[TASK TO COMPLETE]: All of the records must be repeated exactly.

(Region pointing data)
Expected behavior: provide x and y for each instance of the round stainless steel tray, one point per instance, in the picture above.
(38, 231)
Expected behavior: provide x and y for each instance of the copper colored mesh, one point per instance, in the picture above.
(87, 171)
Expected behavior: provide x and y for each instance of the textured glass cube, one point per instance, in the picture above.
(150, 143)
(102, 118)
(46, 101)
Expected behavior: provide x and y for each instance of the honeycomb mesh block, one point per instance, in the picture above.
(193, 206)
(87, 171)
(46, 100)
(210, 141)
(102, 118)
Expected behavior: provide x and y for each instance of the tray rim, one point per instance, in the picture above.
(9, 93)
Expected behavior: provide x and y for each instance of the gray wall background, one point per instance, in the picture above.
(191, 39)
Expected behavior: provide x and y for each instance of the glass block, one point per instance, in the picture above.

[EXERCISE OUTPUT]:
Expected behavior: provide x and y for each instance of the round stainless steel tray, one point per instance, in the picture above.
(38, 231)
Expected behavior: provide x and y for each instance of the copper colored mesh, one point per instance, in the picture above.
(87, 171)
Expected behavior: provide x and y for each instance of the textured glass cube, one point per instance, in the picture above.
(150, 143)
(102, 118)
(46, 101)
Expected behavior: provide x and y for each instance of the honeycomb mesh block, one point per instance, in the picture above.
(193, 206)
(87, 171)
(46, 100)
(210, 141)
(102, 118)
Expected behavior: provide x and y for each instance of the tray rim, one point per instance, in the picture above.
(9, 93)
Expected behavior: provide x and y for each instance of the gray wall background, one point per instance, in the picture above.
(191, 39)
Expected behavior: provide x and y for each instance of the glass block, one point per instance, in the picture above.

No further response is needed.